Convert the records into a Markdown table with the columns "Row" and "Line," one numbered row per line, leaving out the blank lines.
· · · · · · ·
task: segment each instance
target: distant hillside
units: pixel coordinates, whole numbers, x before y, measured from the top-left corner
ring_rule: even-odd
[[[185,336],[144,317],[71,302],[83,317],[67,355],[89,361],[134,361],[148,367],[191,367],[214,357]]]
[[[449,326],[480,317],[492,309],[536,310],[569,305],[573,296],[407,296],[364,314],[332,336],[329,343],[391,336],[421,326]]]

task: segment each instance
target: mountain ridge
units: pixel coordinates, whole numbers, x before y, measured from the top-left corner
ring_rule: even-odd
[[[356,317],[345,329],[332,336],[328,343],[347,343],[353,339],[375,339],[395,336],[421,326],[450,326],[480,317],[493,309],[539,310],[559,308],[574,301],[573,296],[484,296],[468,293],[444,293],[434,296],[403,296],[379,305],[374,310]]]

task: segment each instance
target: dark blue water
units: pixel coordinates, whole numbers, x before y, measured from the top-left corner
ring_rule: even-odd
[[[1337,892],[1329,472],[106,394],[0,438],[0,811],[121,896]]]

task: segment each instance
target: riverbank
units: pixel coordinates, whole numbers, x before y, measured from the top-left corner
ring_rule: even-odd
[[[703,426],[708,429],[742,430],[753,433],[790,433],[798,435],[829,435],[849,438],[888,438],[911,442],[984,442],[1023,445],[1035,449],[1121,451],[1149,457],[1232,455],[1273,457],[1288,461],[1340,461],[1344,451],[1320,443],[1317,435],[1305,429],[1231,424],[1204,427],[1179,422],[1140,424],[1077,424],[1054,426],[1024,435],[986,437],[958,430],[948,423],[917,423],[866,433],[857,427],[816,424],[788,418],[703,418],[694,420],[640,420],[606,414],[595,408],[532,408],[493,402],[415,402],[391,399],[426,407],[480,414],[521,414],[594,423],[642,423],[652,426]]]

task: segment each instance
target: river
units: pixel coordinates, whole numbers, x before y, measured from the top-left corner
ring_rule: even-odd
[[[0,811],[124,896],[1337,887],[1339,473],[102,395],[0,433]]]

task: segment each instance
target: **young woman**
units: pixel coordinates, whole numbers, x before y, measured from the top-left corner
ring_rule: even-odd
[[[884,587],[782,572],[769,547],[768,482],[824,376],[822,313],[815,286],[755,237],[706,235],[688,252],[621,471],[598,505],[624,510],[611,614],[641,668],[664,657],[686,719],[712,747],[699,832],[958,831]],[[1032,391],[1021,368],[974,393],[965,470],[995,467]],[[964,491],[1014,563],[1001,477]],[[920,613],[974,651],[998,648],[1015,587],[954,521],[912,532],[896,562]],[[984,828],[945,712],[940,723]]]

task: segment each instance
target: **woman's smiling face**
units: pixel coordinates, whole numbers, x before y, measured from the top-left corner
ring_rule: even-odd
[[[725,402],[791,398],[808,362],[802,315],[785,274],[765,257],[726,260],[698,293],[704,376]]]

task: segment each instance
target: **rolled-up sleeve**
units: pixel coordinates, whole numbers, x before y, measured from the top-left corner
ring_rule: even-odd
· · · · · · ·
- [Solution to this task]:
| Row | Line |
|---|---|
| 1 | task: segment each instance |
| 2 | target: distant hillside |
| 3 | units: pixel coordinates, whole numbers, x before y, measured from the top-left corner |
| 4 | ring_rule: even-odd |
| 5 | [[[185,336],[144,317],[71,302],[83,317],[67,355],[89,361],[134,361],[148,367],[191,367],[214,357]]] |
| 6 | [[[449,326],[480,317],[492,309],[536,310],[569,305],[573,296],[407,296],[364,314],[332,336],[329,343],[391,336],[421,326]]] |
| 7 | task: segment each instance |
| 8 | target: mountain ridge |
| 9 | units: pixel coordinates, whole numbers, x before y, measured from the top-left corner |
| 10 | ring_rule: even-odd |
| 11 | [[[356,317],[345,329],[332,336],[328,343],[347,343],[353,339],[375,339],[395,336],[421,326],[450,326],[480,317],[493,309],[539,310],[559,308],[574,301],[573,296],[484,296],[468,293],[444,293],[434,296],[403,296],[379,305],[374,310]]] |
| 12 | task: segment each instance |
| 13 | target: dark blue water |
| 14 | units: pixel coordinates, whole numbers, x before y, measured from the top-left corner |
| 15 | ring_rule: even-odd |
| 16 | [[[1337,892],[1329,472],[106,394],[0,438],[0,811],[121,896]]] |
| 17 | task: segment each instance |
| 18 | target: riverbank |
| 19 | units: pixel coordinates, whole numbers, x before y, measured from the top-left corner |
| 20 | ring_rule: even-odd |
| 21 | [[[703,426],[708,429],[742,430],[753,433],[790,433],[798,435],[829,435],[849,438],[888,438],[911,442],[984,442],[1023,445],[1035,449],[1121,451],[1149,457],[1232,455],[1273,457],[1288,461],[1340,461],[1344,451],[1320,443],[1317,435],[1305,429],[1231,424],[1204,427],[1179,422],[1140,424],[1077,424],[1054,426],[1024,435],[986,437],[958,430],[948,423],[917,423],[866,433],[857,427],[816,424],[788,418],[703,418],[694,420],[640,420],[606,414],[595,408],[532,408],[493,402],[415,402],[391,399],[426,407],[480,414],[521,414],[594,423],[642,423],[652,426]]] |
| 22 | task: segment each instance |
| 23 | target: river |
| 24 | units: pixel coordinates, whole numbers, x before y, measured from the top-left corner |
| 25 | ring_rule: even-odd |
| 26 | [[[0,811],[124,896],[1337,887],[1339,473],[102,395],[0,433]]] |
| 27 | task: segment each instance |
| 28 | target: **young woman** |
| 29 | units: pixel coordinates, whole numbers, x before y, measured from the top-left corner |
| 30 | ring_rule: even-odd |
| 31 | [[[884,587],[782,572],[769,547],[768,482],[824,376],[822,313],[815,286],[755,237],[706,235],[688,252],[621,471],[598,505],[624,510],[611,614],[641,668],[664,657],[686,719],[712,747],[699,832],[958,831]],[[1032,391],[1021,368],[974,393],[965,470],[995,467]],[[964,491],[1014,563],[1001,477]],[[920,613],[974,651],[998,648],[1015,587],[954,521],[912,532],[896,562]],[[984,828],[945,712],[940,723]]] |
| 32 | task: segment each instance |
| 33 | target: **woman's smiling face** |
| 34 | units: pixel coordinates, whole numbers, x before y, measured from the top-left corner |
| 35 | ring_rule: even-odd |
| 36 | [[[725,402],[791,398],[808,362],[802,315],[785,274],[765,257],[726,260],[698,293],[704,376]]] |
| 37 | task: segment each instance |
| 38 | target: **rolled-up sleeve** |
| 39 | units: pixel coordinates, whole numbers, x before y, measured from the top-left corner |
| 40 | ring_rule: even-odd |